Task prompt
Convert each line of the material below into a JSON list of strings, one string per line, omitting blank lines.

'''

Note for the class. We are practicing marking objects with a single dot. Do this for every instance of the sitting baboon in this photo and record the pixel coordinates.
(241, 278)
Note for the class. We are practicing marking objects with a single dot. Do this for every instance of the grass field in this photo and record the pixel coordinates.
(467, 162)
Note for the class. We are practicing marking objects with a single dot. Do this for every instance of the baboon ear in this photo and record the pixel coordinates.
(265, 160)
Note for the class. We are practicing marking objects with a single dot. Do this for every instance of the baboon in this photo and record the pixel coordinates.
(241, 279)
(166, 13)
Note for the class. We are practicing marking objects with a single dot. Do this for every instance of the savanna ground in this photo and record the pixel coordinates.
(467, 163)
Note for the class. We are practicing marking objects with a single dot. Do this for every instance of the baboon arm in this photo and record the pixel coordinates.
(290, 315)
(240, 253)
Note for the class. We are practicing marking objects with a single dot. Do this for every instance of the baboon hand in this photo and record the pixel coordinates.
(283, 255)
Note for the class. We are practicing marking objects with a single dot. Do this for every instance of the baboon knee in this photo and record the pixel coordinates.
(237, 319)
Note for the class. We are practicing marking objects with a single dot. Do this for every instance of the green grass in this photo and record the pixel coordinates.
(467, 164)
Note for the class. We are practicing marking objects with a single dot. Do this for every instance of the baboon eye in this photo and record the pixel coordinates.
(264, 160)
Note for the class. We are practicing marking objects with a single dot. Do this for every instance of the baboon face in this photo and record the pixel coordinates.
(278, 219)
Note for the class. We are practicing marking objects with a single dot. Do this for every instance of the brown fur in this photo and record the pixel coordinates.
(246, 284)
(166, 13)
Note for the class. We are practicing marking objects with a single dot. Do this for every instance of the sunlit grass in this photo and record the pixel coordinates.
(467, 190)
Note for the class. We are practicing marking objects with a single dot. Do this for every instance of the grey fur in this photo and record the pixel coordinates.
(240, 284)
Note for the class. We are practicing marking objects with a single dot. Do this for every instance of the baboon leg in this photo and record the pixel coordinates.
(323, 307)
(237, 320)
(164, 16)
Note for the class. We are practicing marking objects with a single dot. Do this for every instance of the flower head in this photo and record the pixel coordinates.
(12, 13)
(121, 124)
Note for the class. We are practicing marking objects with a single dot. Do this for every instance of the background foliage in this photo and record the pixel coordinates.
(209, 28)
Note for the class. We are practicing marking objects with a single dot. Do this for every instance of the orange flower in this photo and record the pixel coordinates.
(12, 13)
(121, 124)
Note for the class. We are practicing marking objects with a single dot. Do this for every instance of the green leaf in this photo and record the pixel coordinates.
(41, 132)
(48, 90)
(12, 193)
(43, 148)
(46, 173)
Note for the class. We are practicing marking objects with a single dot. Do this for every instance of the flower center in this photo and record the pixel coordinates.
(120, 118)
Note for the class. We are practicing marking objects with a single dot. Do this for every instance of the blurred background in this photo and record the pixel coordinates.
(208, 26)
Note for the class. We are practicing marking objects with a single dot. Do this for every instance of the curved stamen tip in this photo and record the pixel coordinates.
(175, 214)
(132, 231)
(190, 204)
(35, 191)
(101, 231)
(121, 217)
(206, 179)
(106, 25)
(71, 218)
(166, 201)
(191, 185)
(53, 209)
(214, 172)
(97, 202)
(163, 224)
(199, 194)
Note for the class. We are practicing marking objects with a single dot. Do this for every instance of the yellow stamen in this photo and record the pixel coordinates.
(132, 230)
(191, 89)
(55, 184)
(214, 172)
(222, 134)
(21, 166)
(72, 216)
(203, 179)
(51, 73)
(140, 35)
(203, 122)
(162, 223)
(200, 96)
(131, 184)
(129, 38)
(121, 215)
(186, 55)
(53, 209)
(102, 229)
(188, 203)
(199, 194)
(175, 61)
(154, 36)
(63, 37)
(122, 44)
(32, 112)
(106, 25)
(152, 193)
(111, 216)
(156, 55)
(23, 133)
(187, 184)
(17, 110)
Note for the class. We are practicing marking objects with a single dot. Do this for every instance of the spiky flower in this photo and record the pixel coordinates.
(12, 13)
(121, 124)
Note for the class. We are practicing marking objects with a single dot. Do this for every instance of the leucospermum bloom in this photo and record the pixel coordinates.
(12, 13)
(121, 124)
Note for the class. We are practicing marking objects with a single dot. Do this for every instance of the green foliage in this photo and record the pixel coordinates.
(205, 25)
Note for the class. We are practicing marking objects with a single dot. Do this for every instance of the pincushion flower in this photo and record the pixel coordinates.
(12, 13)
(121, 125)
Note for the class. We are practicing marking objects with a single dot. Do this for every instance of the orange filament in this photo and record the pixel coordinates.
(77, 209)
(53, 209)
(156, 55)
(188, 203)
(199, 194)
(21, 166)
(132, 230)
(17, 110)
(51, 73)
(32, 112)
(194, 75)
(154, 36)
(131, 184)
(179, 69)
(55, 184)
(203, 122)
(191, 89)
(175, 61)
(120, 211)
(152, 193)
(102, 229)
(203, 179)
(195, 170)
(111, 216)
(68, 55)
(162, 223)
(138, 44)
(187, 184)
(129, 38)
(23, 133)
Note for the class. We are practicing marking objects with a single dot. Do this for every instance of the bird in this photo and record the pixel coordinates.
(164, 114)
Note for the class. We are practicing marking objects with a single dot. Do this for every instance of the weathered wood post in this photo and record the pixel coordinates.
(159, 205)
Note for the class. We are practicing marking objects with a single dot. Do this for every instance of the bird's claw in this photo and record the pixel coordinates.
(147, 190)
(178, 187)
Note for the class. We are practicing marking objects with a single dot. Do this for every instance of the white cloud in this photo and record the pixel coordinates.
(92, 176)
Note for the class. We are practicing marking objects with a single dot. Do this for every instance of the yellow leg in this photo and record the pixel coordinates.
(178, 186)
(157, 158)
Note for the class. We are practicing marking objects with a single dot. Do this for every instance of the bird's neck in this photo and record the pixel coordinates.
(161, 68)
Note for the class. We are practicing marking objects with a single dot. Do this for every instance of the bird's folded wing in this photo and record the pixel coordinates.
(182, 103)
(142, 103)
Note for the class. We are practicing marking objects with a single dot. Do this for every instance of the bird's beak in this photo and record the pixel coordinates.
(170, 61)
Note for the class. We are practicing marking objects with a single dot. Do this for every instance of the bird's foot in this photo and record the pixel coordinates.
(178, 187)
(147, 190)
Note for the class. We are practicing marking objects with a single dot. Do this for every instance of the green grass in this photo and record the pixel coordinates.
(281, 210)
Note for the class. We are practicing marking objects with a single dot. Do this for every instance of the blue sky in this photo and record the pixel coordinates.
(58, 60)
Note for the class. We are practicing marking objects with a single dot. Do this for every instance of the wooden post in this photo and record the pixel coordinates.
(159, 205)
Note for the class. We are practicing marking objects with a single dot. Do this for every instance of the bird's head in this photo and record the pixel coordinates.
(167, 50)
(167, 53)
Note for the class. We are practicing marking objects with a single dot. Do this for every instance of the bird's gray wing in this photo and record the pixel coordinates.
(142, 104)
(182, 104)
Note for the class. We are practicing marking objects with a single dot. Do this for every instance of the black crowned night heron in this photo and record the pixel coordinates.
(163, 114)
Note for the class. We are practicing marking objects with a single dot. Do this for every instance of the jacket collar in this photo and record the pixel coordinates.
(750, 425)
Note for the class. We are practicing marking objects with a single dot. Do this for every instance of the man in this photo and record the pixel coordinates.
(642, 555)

'''

Output for this task
[
  "Note for the class. We are practicing marking objects with a single dot. Do this for every instance of the sitting baboon in this photo and record the pixel coordinates.",
  "(241, 278)",
  "Note for the class. We are practicing marking objects with a single dot. Do this for every instance of the grass field in this photo and record the pixel coordinates.",
  "(467, 162)",
  "Note for the class. We are practicing marking objects with a single dot. Do this for every instance of the baboon ear in this photo and record the pixel coordinates.",
  "(265, 160)",
  "Note for the class. We are practicing marking objects with a single dot. Do this for every instance of the baboon in this photo and record the pixel coordinates.",
  "(241, 279)",
  "(166, 13)",
  "Note for the class. We are practicing marking objects with a single dot. Do this for every instance of the savanna ground in this photo and record the pixel coordinates.",
  "(467, 163)",
  "Note for the class. We are practicing marking objects with a single dot. Do this for every instance of the baboon arm in this photo and record the pixel coordinates.",
  "(290, 315)",
  "(240, 253)",
  "Note for the class. We are practicing marking objects with a single dot. Do this for every instance of the baboon hand in this photo and record the pixel coordinates.",
  "(283, 255)",
  "Note for the class. We are practicing marking objects with a single dot. Do this for every instance of the baboon knee in this photo and record the pixel coordinates.",
  "(237, 319)",
  "Note for the class. We are practicing marking objects with a single dot. Do this for every instance of the green grass in this photo and record the pixel coordinates.",
  "(467, 164)",
  "Note for the class. We are practicing marking objects with a single dot. Do this for every instance of the baboon eye in this photo and record the pixel coordinates.",
  "(264, 160)",
  "Note for the class. We are practicing marking objects with a single dot. Do this for every instance of the baboon face in this photo and record the pixel coordinates.",
  "(278, 219)",
  "Note for the class. We are practicing marking objects with a single dot. Do this for every instance of the brown fur in this photo and record the pixel coordinates.",
  "(246, 284)",
  "(166, 13)",
  "Note for the class. We are practicing marking objects with a single dot. Do this for every instance of the sunlit grass in this photo and record the pixel coordinates.",
  "(467, 190)",
  "Note for the class. We are practicing marking objects with a single dot. Do this for every instance of the grey fur in this photo and record the pixel coordinates.",
  "(240, 284)",
  "Note for the class. We are practicing marking objects with a single dot. Do this for every instance of the baboon leg in this photo and record the pixel coordinates.",
  "(323, 307)",
  "(237, 320)",
  "(164, 16)",
  "Note for the class. We are practicing marking objects with a single dot. Do this for every instance of the flower head in this photo and record the pixel coordinates.",
  "(12, 13)",
  "(121, 124)",
  "Note for the class. We are practicing marking objects with a single dot. Do this for every instance of the background foliage in this photo and record the pixel coordinates.",
  "(209, 28)",
  "Note for the class. We are practicing marking objects with a single dot. Do this for every instance of the orange flower in this photo and record the pixel coordinates.",
  "(12, 13)",
  "(121, 124)",
  "Note for the class. We are practicing marking objects with a single dot. Do this for every instance of the green leaf in this photo and record the pixel coordinates.",
  "(41, 132)",
  "(48, 90)",
  "(12, 193)",
  "(43, 148)",
  "(46, 173)",
  "Note for the class. We are practicing marking objects with a single dot. Do this for every instance of the flower center in this photo and record the pixel coordinates.",
  "(120, 118)",
  "Note for the class. We are practicing marking objects with a single dot. Do this for every instance of the blurred background in this photo and record the pixel coordinates.",
  "(208, 26)",
  "Note for the class. We are practicing marking objects with a single dot. Do this for every instance of the curved stamen tip in this photo and record the pixel coordinates.",
  "(175, 214)",
  "(132, 231)",
  "(190, 204)",
  "(35, 191)",
  "(101, 231)",
  "(121, 217)",
  "(206, 179)",
  "(106, 25)",
  "(71, 218)",
  "(166, 201)",
  "(191, 185)",
  "(53, 209)",
  "(214, 172)",
  "(97, 202)",
  "(163, 224)",
  "(199, 194)",
  "Note for the class. We are practicing marking objects with a single dot. Do this for every instance of the yellow stamen in this photo and record the pixel coordinates.",
  "(132, 230)",
  "(191, 89)",
  "(55, 184)",
  "(214, 172)",
  "(222, 134)",
  "(21, 166)",
  "(72, 216)",
  "(203, 179)",
  "(51, 73)",
  "(140, 35)",
  "(203, 122)",
  "(162, 223)",
  "(200, 96)",
  "(131, 184)",
  "(129, 38)",
  "(121, 215)",
  "(186, 55)",
  "(53, 209)",
  "(102, 229)",
  "(188, 203)",
  "(199, 194)",
  "(175, 61)",
  "(154, 36)",
  "(63, 37)",
  "(122, 44)",
  "(32, 112)",
  "(106, 25)",
  "(152, 193)",
  "(111, 216)",
  "(156, 55)",
  "(23, 133)",
  "(187, 184)",
  "(17, 110)",
  "Note for the class. We are practicing marking objects with a single dot. Do this for every instance of the spiky flower in this photo and record the pixel coordinates.",
  "(12, 13)",
  "(121, 124)",
  "Note for the class. We are practicing marking objects with a single dot. Do this for every instance of the leucospermum bloom in this photo and record the pixel coordinates.",
  "(12, 13)",
  "(121, 124)",
  "Note for the class. We are practicing marking objects with a single dot. Do this for every instance of the green foliage in this photo and record the pixel coordinates.",
  "(205, 25)",
  "Note for the class. We are practicing marking objects with a single dot. Do this for every instance of the pincushion flower in this photo and record the pixel coordinates.",
  "(12, 13)",
  "(121, 125)",
  "Note for the class. We are practicing marking objects with a single dot. Do this for every instance of the orange filament in this photo and record the pixel coordinates.",
  "(77, 209)",
  "(53, 209)",
  "(156, 55)",
  "(188, 203)",
  "(199, 194)",
  "(21, 166)",
  "(132, 230)",
  "(17, 110)",
  "(51, 73)",
  "(32, 112)",
  "(194, 75)",
  "(154, 36)",
  "(131, 184)",
  "(179, 69)",
  "(55, 184)",
  "(203, 122)",
  "(191, 89)",
  "(175, 61)",
  "(120, 211)",
  "(152, 193)",
  "(102, 229)",
  "(203, 179)",
  "(195, 170)",
  "(111, 216)",
  "(68, 55)",
  "(162, 223)",
  "(138, 44)",
  "(187, 184)",
  "(129, 38)",
  "(23, 133)",
  "Note for the class. We are practicing marking objects with a single dot. Do this for every instance of the bird in this photo and record the pixel coordinates.",
  "(164, 114)",
  "Note for the class. We are practicing marking objects with a single dot. Do this for every instance of the weathered wood post in this photo and record the pixel coordinates.",
  "(159, 205)",
  "Note for the class. We are practicing marking objects with a single dot. Do this for every instance of the bird's claw in this photo and record the pixel coordinates.",
  "(147, 190)",
  "(178, 187)",
  "Note for the class. We are practicing marking objects with a single dot. Do this for every instance of the white cloud in this photo and record the pixel coordinates.",
  "(92, 176)",
  "Note for the class. We are practicing marking objects with a single dot. Do this for every instance of the yellow leg in this photo and record the pixel coordinates.",
  "(178, 186)",
  "(157, 158)",
  "Note for the class. We are practicing marking objects with a single dot. Do this for every instance of the bird's neck in this photo and record the pixel coordinates.",
  "(161, 68)",
  "Note for the class. We are practicing marking objects with a single dot. Do this for every instance of the bird's folded wing in this photo and record the pixel coordinates.",
  "(182, 103)",
  "(142, 103)",
  "Note for the class. We are practicing marking objects with a single dot. Do this for every instance of the bird's beak in this photo and record the pixel coordinates.",
  "(170, 61)",
  "Note for the class. We are practicing marking objects with a single dot. Do this for every instance of the bird's foot in this photo and record the pixel coordinates.",
  "(178, 187)",
  "(147, 190)",
  "Note for the class. We are practicing marking objects with a single dot. Do this for every instance of the green grass in this photo and record the pixel coordinates.",
  "(281, 210)",
  "Note for the class. We are practicing marking objects with a single dot. Do this for every instance of the blue sky in this photo and record the pixel coordinates.",
  "(58, 60)",
  "Note for the class. We are practicing marking objects with a single dot. Do this for every instance of the wooden post in this photo and record the pixel coordinates.",
  "(159, 205)",
  "Note for the class. We are practicing marking objects with a single dot. Do this for every instance of the bird's head in this photo and record the pixel coordinates.",
  "(167, 50)",
  "(167, 53)",
  "Note for the class. We are practicing marking objects with a single dot. Do this for every instance of the bird's gray wing in this photo and record the pixel coordinates.",
  "(142, 104)",
  "(182, 104)",
  "Note for the class. We are practicing marking objects with a single dot. Do this for every instance of the black crowned night heron in this photo and record the pixel coordinates.",
  "(163, 114)",
  "Note for the class. We are practicing marking objects with a single dot. Do this for every instance of the jacket collar in this photo and record the pixel coordinates.",
  "(750, 425)",
  "Note for the class. We are practicing marking objects with a single dot. Do this for every instance of the man in this photo and record the pixel coordinates.",
  "(642, 555)"
]